:: Records ::
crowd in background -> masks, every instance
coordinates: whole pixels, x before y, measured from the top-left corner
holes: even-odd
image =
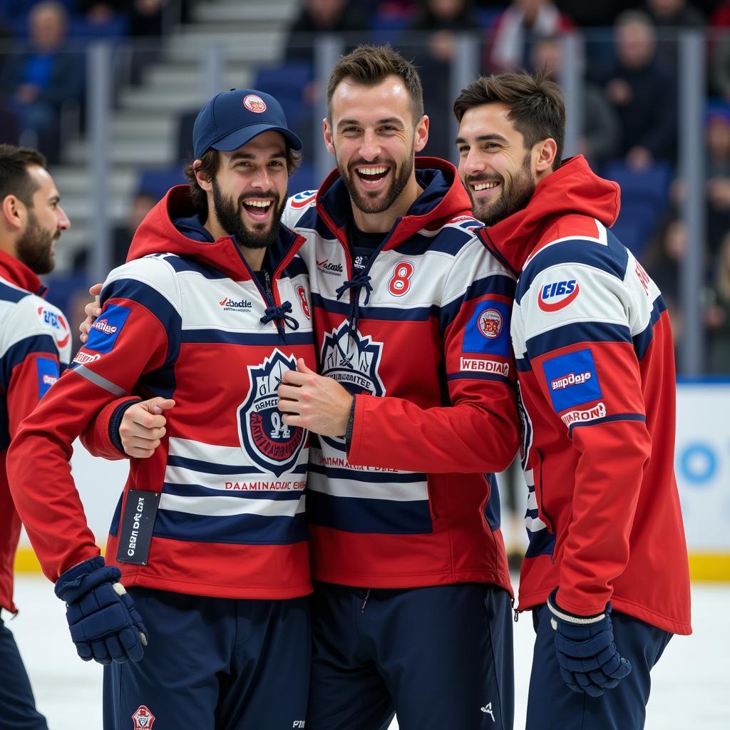
[[[84,44],[119,36],[159,39],[167,30],[166,14],[185,22],[193,3],[0,0],[0,48],[6,51],[0,53],[0,141],[37,146],[50,161],[61,160],[65,130],[75,126],[83,134]],[[701,242],[687,240],[679,214],[684,185],[677,175],[676,31],[691,28],[704,29],[707,39],[707,237]],[[621,184],[617,234],[661,288],[680,343],[691,323],[680,310],[677,272],[686,247],[703,246],[707,371],[730,373],[730,0],[302,0],[282,65],[262,69],[257,88],[282,101],[311,150],[320,143],[312,104],[323,93],[315,80],[315,39],[341,34],[343,49],[367,39],[389,42],[421,70],[431,118],[424,153],[453,160],[447,80],[465,31],[478,38],[483,73],[545,67],[556,79],[564,63],[561,39],[577,34],[585,69],[578,151]],[[129,82],[139,83],[154,58],[153,51],[137,53]],[[193,118],[182,115],[179,121],[176,167],[190,153],[185,142]],[[303,169],[312,174],[311,166]],[[293,184],[317,182],[300,179]],[[136,222],[162,192],[145,180],[128,221],[114,231],[115,264]],[[75,265],[84,263],[82,253]]]

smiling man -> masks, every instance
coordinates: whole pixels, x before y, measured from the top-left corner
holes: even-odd
[[[559,87],[543,74],[483,77],[454,112],[480,234],[518,277],[527,729],[640,730],[651,670],[691,631],[666,308],[609,230],[618,186],[581,155],[561,162]]]
[[[193,142],[190,185],[145,218],[85,346],[21,426],[12,490],[79,655],[107,665],[107,730],[304,727],[307,444],[276,394],[315,362],[304,239],[280,225],[301,145],[250,89],[212,99]],[[123,456],[133,404],[133,430],[150,430],[130,451],[153,456],[132,462],[102,558],[68,459],[95,416],[95,453]]]
[[[428,141],[420,80],[362,46],[329,80],[337,169],[288,203],[307,239],[318,375],[279,388],[315,434],[313,730],[508,730],[510,584],[491,474],[517,448],[514,281]],[[322,377],[325,376],[325,377]]]
[[[53,269],[54,245],[71,225],[35,150],[0,145],[0,607],[17,613],[13,562],[20,519],[5,469],[20,421],[69,364],[71,338],[63,314],[43,299],[39,274]],[[0,717],[9,727],[47,730],[12,634],[0,619]]]

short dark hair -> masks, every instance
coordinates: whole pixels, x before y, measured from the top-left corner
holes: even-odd
[[[414,123],[423,116],[423,87],[416,67],[389,45],[359,45],[343,55],[332,68],[327,84],[327,118],[332,120],[332,96],[345,79],[366,86],[377,86],[388,76],[397,76],[411,99]]]
[[[218,150],[210,147],[205,151],[200,161],[202,164],[199,169],[210,180],[215,180],[220,165],[220,155]],[[301,153],[292,150],[288,143],[286,145],[286,169],[291,177],[296,172],[296,168],[301,163]],[[195,169],[193,162],[185,165],[182,170],[188,185],[190,186],[190,196],[193,199],[193,205],[196,212],[207,218],[208,215],[208,198],[205,191],[200,187],[198,179],[195,176]]]
[[[33,165],[45,169],[45,158],[37,150],[13,145],[0,145],[0,202],[14,195],[24,205],[33,207],[38,183],[28,174]]]
[[[503,104],[507,118],[523,136],[525,148],[551,138],[558,145],[553,169],[560,166],[565,146],[565,103],[560,87],[544,69],[534,74],[500,74],[483,76],[460,92],[454,101],[459,123],[466,112],[484,104]]]

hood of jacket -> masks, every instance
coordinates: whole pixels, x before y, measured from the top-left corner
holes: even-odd
[[[618,184],[599,177],[583,155],[578,155],[543,178],[524,208],[482,228],[481,235],[490,249],[518,274],[560,218],[588,215],[610,227],[618,217],[620,207]]]
[[[251,279],[251,269],[234,237],[223,236],[214,241],[196,221],[188,186],[172,188],[139,224],[127,261],[151,253],[174,253],[217,269],[235,281]],[[266,252],[274,274],[291,261],[304,240],[288,228],[281,227],[278,239]]]
[[[396,247],[421,228],[436,230],[456,216],[472,215],[469,195],[450,162],[436,157],[417,157],[415,177],[423,192],[406,215],[396,220],[383,250]],[[338,170],[333,170],[320,186],[316,204],[317,212],[332,232],[346,243],[352,204]]]

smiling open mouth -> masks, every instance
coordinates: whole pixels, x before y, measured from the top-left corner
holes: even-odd
[[[380,182],[388,174],[388,171],[389,168],[383,165],[355,168],[358,177],[366,185],[376,185]]]

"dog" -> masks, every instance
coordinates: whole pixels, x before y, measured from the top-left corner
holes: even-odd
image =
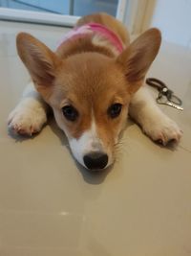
:::
Update the material above by replacing every occurrence of "every instance" with "all instances" and leaving everything else unchanged. Reproduce all of the material without the pictures.

* _Written solution_
crowd in background -> masks, all instances
coordinates: whole pixels, x before y, measured from the top-left corner
holes: even-odd
image =
[[[84,44],[119,36],[159,39],[167,30],[166,14],[185,22],[193,3],[0,0],[0,48],[6,51],[0,53],[0,141],[37,146],[50,161],[61,160],[65,130],[75,126],[83,134]],[[701,242],[687,240],[679,214],[684,185],[677,175],[676,31],[691,28],[704,29],[707,39],[707,237]],[[621,184],[617,234],[661,288],[680,343],[691,323],[680,310],[677,272],[686,247],[703,246],[707,371],[730,373],[730,0],[302,0],[282,65],[262,69],[257,88],[282,101],[311,150],[320,143],[312,104],[323,93],[315,80],[315,39],[341,34],[343,49],[367,39],[389,42],[421,70],[431,118],[424,153],[453,160],[447,80],[465,31],[478,38],[483,73],[545,67],[556,79],[564,63],[561,39],[577,34],[585,69],[578,151]],[[129,82],[139,83],[154,58],[153,51],[137,53]],[[193,118],[182,115],[179,121],[176,167],[190,153],[185,142]],[[303,169],[312,174],[311,166]],[[293,184],[317,182],[300,179]],[[136,222],[162,192],[145,180],[128,221],[114,231],[115,264]],[[75,265],[84,263],[82,253]]]

smiling man -> masks, all instances
coordinates: whole pixels, x before y, measured from the top-left corner
holes: even-odd
[[[559,87],[543,74],[483,77],[454,112],[480,234],[518,277],[527,729],[640,730],[651,670],[691,631],[666,308],[609,230],[618,186],[581,155],[561,162]]]
[[[193,142],[190,185],[145,218],[85,346],[21,426],[12,490],[79,655],[107,665],[107,730],[304,727],[307,444],[276,394],[315,362],[304,239],[280,225],[301,145],[250,89],[212,99]],[[123,456],[133,404],[133,430],[150,430],[130,451],[153,456],[132,462],[102,558],[68,459],[95,416],[95,453]]]
[[[428,141],[420,80],[362,46],[329,80],[337,169],[288,203],[307,239],[318,375],[279,388],[315,434],[313,730],[508,730],[510,584],[491,474],[517,448],[514,281]],[[322,377],[325,376],[325,377]]]
[[[53,269],[54,245],[71,225],[35,150],[0,145],[0,607],[17,613],[13,562],[20,519],[5,469],[20,421],[69,364],[71,338],[63,314],[43,299],[39,274]],[[0,717],[9,727],[47,730],[12,634],[0,619]]]

short dark hair -> masks, all instances
coordinates: whole pixels, x before y, measured from the top-left corner
holes: even-odd
[[[414,123],[423,116],[423,87],[416,67],[389,45],[359,45],[343,55],[332,68],[327,84],[327,118],[332,120],[332,96],[345,79],[366,86],[377,86],[388,76],[397,76],[411,99]]]
[[[218,150],[210,147],[205,151],[200,161],[202,164],[199,169],[210,180],[215,180],[220,165],[220,155]],[[301,153],[292,150],[288,143],[286,145],[286,169],[291,177],[296,172],[296,168],[301,163]],[[195,169],[193,162],[185,165],[182,170],[188,185],[190,186],[190,196],[193,199],[193,205],[196,212],[207,218],[208,215],[208,198],[205,191],[200,187],[198,179],[195,176]]]
[[[33,165],[45,169],[45,158],[37,150],[13,145],[0,145],[0,202],[14,195],[24,205],[33,207],[38,183],[28,174]]]
[[[503,104],[507,118],[523,136],[525,148],[551,138],[558,145],[553,169],[560,166],[565,146],[565,103],[560,87],[544,69],[534,74],[500,74],[483,76],[460,92],[454,101],[459,123],[466,112],[484,104]]]

hood of jacket -> masks, all instances
coordinates: whole pixels, x before y, measured from the top-left corner
holes: even-odd
[[[618,184],[599,177],[583,155],[578,155],[543,178],[524,208],[482,228],[481,235],[490,249],[518,274],[560,218],[588,215],[610,227],[618,217],[620,207]]]
[[[251,279],[251,269],[234,237],[223,236],[214,241],[196,221],[188,186],[172,188],[139,224],[127,261],[151,253],[174,253],[217,269],[235,281]],[[266,252],[274,274],[291,261],[304,240],[288,228],[281,227],[278,239]]]
[[[396,247],[421,228],[436,230],[456,216],[472,215],[469,195],[450,162],[436,157],[417,157],[415,177],[423,192],[406,215],[396,220],[383,250]],[[338,170],[333,170],[320,186],[316,204],[317,212],[332,232],[346,243],[352,204]]]

smiling open mouth -> masks, all instances
coordinates: whole pixels, x before y, measured from the top-left corner
holes: even-odd
[[[380,182],[388,174],[388,171],[389,168],[383,165],[355,168],[358,177],[366,185],[376,185]]]

"dog" -> masks, all instances
coordinates: whole pixels, x before y, measured from the top-left corner
holes: even-odd
image =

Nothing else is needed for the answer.